> [Entries supplied]
────

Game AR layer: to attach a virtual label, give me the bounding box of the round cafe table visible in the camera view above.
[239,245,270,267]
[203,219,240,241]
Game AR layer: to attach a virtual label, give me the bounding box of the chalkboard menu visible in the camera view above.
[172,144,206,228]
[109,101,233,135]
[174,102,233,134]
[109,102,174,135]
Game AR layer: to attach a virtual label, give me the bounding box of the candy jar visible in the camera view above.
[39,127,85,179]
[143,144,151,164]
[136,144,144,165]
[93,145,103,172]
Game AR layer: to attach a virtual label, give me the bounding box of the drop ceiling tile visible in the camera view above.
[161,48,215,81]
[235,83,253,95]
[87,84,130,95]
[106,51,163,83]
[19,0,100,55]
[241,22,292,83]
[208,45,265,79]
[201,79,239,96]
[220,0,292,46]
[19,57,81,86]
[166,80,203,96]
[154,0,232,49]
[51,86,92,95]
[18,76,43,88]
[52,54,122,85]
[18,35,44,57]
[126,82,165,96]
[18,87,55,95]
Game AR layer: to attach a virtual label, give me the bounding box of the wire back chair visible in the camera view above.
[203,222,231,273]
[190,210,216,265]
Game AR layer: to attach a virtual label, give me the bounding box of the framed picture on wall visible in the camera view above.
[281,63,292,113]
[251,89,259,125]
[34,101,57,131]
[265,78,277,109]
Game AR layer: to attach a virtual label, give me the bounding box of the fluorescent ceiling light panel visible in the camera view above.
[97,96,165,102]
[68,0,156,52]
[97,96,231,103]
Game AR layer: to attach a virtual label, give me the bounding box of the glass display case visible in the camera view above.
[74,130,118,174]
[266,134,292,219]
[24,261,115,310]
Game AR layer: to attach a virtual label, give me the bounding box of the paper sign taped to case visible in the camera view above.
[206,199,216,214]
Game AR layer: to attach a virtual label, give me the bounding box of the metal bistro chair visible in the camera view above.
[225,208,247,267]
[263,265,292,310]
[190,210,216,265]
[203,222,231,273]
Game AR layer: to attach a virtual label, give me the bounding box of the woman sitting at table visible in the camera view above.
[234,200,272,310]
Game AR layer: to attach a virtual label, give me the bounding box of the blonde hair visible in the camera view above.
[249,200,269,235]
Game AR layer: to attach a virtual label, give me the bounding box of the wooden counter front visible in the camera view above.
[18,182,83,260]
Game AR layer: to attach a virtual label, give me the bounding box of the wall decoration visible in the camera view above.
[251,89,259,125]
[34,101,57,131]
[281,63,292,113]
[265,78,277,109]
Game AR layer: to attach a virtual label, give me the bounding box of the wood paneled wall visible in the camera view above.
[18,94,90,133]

────

> [Task details] Return all of the lines above verbatim, with no changes.

> [Task output]
Game AR layer: to attach a virtual label, give me the bounding box of the round cafe table visible in the camera view above.
[239,245,270,267]
[203,219,240,241]
Game AR layer: to attach a virtual label, give me the bounding box of the chalkboard menu visible in the camera view above.
[172,144,206,228]
[109,101,233,135]
[174,102,233,134]
[109,102,174,135]
Game AR layer: to attach a virtual label, give me the bounding box of the candy jar visible in the camera view above.
[39,127,85,179]
[143,144,151,164]
[136,144,144,165]
[93,145,103,172]
Game AR layer: to attach a virtual label, give me the bounding box of the drop ceiling tile visible in the camera view above.
[161,48,215,81]
[235,83,253,95]
[87,84,130,95]
[106,51,163,83]
[19,0,100,55]
[241,22,292,83]
[208,45,265,79]
[201,79,239,96]
[220,0,292,46]
[19,57,81,86]
[166,80,203,96]
[154,0,232,49]
[51,86,92,95]
[18,76,43,88]
[52,54,122,85]
[18,35,44,57]
[126,82,165,96]
[18,87,55,95]
Game AR layer: to attach a virtual label, give me the bounding box of the wire back chair visible in the camera view above.
[203,222,231,273]
[190,210,216,265]
Game AR layer: to attach a virtual label, give me the bounding box of the framed picture on wall visible in the camera view above.
[281,63,292,113]
[251,89,259,125]
[34,101,57,131]
[265,78,277,109]
Game AR layer: to attach a virtual label, give me the bounding box of the fluorescent ceiling light panel visible in the camera view above.
[97,96,165,102]
[68,0,156,52]
[97,96,231,103]
Game AR layer: to attach a virtual label, give me the bounding box of the glass display case visible in the camera view above.
[74,130,118,174]
[266,134,292,219]
[24,261,115,310]
Game AR layer: to attach a virtual label, give me the bounding box of the paper sign taped to case visible in the camera view above.
[206,199,216,214]
Game AR layer: to attach a virtual label, give me the bounding box of the metal bistro chair visible in the camera view above.
[225,208,247,267]
[263,265,292,310]
[190,210,216,265]
[203,222,231,273]
Game AR layer: to attach a virtual label, give me the bounding box of the woman sitting at table visible in the camera view above.
[234,200,272,310]
Game AR layer: to attach a virtual label, give me the bounding box of the blonde hair visible in the camera view above.
[249,200,269,235]
Game AR layer: to attach a virtual label, give me the bounding box of the wooden counter front visible in the camera view above.
[18,182,83,260]
Game AR layer: to attach a virtual label, give me the bounding box of the wall decoration visible in the camera view above.
[251,89,259,125]
[34,101,57,131]
[281,63,292,113]
[265,78,277,109]
Game AR layer: to attach a virtual label, give me the bounding box of the wood paneled wall visible in the camera view above.
[18,94,90,133]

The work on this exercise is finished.